Data records ::
== Segment start ==

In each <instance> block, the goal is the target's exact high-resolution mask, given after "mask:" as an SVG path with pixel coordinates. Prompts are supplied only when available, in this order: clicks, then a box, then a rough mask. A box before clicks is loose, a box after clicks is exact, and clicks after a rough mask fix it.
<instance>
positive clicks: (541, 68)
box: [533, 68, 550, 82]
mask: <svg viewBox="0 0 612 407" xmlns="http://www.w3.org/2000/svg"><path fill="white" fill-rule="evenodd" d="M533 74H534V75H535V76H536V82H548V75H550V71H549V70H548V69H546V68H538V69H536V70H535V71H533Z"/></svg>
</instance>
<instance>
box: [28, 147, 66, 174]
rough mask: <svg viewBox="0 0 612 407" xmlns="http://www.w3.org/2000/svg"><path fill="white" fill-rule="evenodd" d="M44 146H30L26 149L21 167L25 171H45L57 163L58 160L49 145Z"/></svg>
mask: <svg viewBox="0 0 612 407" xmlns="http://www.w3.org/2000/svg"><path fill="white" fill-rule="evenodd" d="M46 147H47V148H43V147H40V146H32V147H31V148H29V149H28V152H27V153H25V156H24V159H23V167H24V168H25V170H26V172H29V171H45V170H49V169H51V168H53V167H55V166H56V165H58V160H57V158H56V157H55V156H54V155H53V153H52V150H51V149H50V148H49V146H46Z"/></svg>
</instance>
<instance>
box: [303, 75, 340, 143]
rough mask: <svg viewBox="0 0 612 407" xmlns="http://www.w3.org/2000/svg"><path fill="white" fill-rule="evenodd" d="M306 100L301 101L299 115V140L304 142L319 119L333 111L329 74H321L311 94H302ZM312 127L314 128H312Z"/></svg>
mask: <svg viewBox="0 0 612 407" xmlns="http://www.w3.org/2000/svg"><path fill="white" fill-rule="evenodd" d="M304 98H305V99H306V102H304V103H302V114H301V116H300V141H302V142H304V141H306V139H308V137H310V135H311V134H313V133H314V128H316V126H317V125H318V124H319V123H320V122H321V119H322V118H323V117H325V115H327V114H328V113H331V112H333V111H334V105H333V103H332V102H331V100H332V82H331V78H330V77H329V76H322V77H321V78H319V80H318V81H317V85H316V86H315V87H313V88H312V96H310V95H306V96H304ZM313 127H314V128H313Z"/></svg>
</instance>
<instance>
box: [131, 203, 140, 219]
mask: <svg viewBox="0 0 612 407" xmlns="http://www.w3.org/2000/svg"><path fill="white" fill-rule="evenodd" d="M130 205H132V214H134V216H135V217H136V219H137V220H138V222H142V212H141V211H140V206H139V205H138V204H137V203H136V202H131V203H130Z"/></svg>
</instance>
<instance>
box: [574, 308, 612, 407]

== Segment end ==

What to do :: An exact copy of every record above is required.

Reply ::
In each <instance> block, the goal is the target's exact high-resolution mask, given after "mask:" as an SVG path with pixel coordinates. Prompts are supplied only when available, in this order: clicks, then a box, then a rough mask. A box before clicks is loose, a box after clicks is exact, and clicks after a rough mask fix it.
<instance>
positive clicks: (541, 68)
box: [533, 68, 550, 82]
mask: <svg viewBox="0 0 612 407" xmlns="http://www.w3.org/2000/svg"><path fill="white" fill-rule="evenodd" d="M533 74H534V75H535V76H536V82H548V75H550V71H549V70H548V69H546V68H538V69H536V70H535V71H533Z"/></svg>
</instance>
<instance>
box: [28, 147, 66, 174]
rough mask: <svg viewBox="0 0 612 407" xmlns="http://www.w3.org/2000/svg"><path fill="white" fill-rule="evenodd" d="M44 146H30L26 149L21 167L25 171H45L57 163L58 160L49 145Z"/></svg>
mask: <svg viewBox="0 0 612 407" xmlns="http://www.w3.org/2000/svg"><path fill="white" fill-rule="evenodd" d="M46 147H47V148H43V147H40V146H32V147H31V148H29V149H28V152H27V153H25V156H24V159H23V167H24V168H25V170H26V172H29V171H45V170H49V169H51V168H53V167H55V166H56V165H58V160H57V158H56V157H55V156H54V155H53V153H52V150H51V149H50V148H49V146H46Z"/></svg>
</instance>
<instance>
box: [303, 75, 340, 143]
rough mask: <svg viewBox="0 0 612 407" xmlns="http://www.w3.org/2000/svg"><path fill="white" fill-rule="evenodd" d="M306 100L301 101L299 115V140L304 142L319 119L333 111L329 74H321L311 94H302ZM312 127L314 128H312Z"/></svg>
mask: <svg viewBox="0 0 612 407" xmlns="http://www.w3.org/2000/svg"><path fill="white" fill-rule="evenodd" d="M304 98H305V99H306V102H304V103H302V114H301V116H300V141H302V142H304V141H306V139H308V137H310V135H311V134H313V133H314V128H316V126H317V125H318V124H319V123H320V122H321V119H322V118H323V117H325V115H327V114H328V113H331V112H333V111H334V105H333V103H332V102H331V100H332V82H331V78H330V77H329V76H322V77H321V78H319V80H318V81H317V85H316V86H315V87H313V88H312V96H310V95H306V96H304ZM313 127H314V128H313Z"/></svg>
</instance>
<instance>
box: [131, 203, 140, 219]
mask: <svg viewBox="0 0 612 407" xmlns="http://www.w3.org/2000/svg"><path fill="white" fill-rule="evenodd" d="M130 205H132V214H134V216H135V217H136V219H137V220H138V222H142V212H141V211H140V206H139V205H138V204H137V203H136V202H131V203H130Z"/></svg>
</instance>
<instance>
box: [574, 308, 612, 407]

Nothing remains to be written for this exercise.